### REQUIRED TASK
Please write the next part of the passage about young Henry's grammar lessons at his sister's school in Hartford, starting right after its final sentence.

### PASSAGE PROVIDED
>>>
Miss Catharine Beecher, his eldest sister, was then teaching a young ladies' school in Hartford, and she proposed to take the boy and see what could be done with him. There were thirty or forty girls in the school, and but this one boy, and the reader may imagine the amount of studying he did. The girls were full of spirits, and in their society the fun-loving feature of his disposition burst out and grew with amazing rapidity. He was always in mischief of some kind, to the great delight of the girls, with whom he was extremely popular, and to the despair of his sister, who began to fear that he was hopelessly stupid.

The school was divided into two divisions in grammar recitations, each of which had its leader. The leaders chose their "sides" with great care, as these contests in grammar were esteemed the most important part of the daily exercises. Henry's name was generally called last, for no one chose him except as a matter of necessity. He was sure to be a dead weight to his leader.

"The fair leader of one of these divisions took the boy aside to a private apartment, to put into him with female tact and insinuation those definitions and distinctions on which the honor of the class depended.

"'Now, Henry, A is the indefinite article, you see, and must be used only with the singular noun. You can say a man, but you can't say a men, can you?' 'Yes, I can say Amen, too,' was the ready rejoinder. 'Father says it always at the end of his prayers.'

"'Come, Henry, now don't be joking. Now, decline He.' 'Nominative he, possessive his, objective him.' 'You see, his is possessive. Now, you can say his book, but you can't say him book.' 'Yes, I do say hymn book, too,' said the impracticable scholar, with a quizzical twinkle. Each one of these sallies made his young teacher laugh, which was the victory he wanted.
<<<
Items from a dataset
>>>
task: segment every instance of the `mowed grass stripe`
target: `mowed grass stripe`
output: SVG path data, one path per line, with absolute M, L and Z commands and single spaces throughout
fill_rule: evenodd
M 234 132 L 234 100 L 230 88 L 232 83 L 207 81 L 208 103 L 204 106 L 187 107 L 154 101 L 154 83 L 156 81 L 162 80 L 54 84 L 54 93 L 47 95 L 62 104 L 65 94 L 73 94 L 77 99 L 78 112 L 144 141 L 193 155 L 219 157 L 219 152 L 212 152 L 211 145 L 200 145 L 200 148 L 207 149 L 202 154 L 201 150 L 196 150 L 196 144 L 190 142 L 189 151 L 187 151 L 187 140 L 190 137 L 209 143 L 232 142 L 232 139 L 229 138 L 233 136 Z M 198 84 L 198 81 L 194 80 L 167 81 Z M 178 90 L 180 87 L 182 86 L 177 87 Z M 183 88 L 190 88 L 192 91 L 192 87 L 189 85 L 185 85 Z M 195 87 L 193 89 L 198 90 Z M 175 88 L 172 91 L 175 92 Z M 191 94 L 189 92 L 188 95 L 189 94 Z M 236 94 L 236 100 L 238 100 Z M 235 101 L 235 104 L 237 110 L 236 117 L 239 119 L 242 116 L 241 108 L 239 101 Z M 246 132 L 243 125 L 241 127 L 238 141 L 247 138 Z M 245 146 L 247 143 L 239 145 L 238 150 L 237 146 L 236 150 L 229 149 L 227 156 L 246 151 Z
<<<
### RESPONSE TO THIS TASK
"'But now, Henry, seriously, just attend to the active and passive voice. Now, I strike, is active, you see, because if you strike you do something. But, I am struck, is passive, because if you are struck you don't do any thing, do you?'

"'Yes, I do; I strike back again.'

"Sometimes his views of philosophical subjects were offered gratuitously. Being held rather of a frisky nature, his sister appointed his seat at her elbow when she heard her classes. A class in natural philosophy, not very well prepared, was stumbling through the theory of the tides. 'I can explain that,' said Henry. 'Well, you see, the sun, he catches hold of the moon and pulls her, and she catches hold of the sea and pulls that, and this makes the spring tides.'

"'But what makes the neap tides?'

"'Oh, that's when the sun stops to spit on his hands.'"

It will hardly surprise the reader to be told that Master Henry remained with his sister only six months, and was returned at the end of that time to his father as an indifferent scholar and a most inveterate joker.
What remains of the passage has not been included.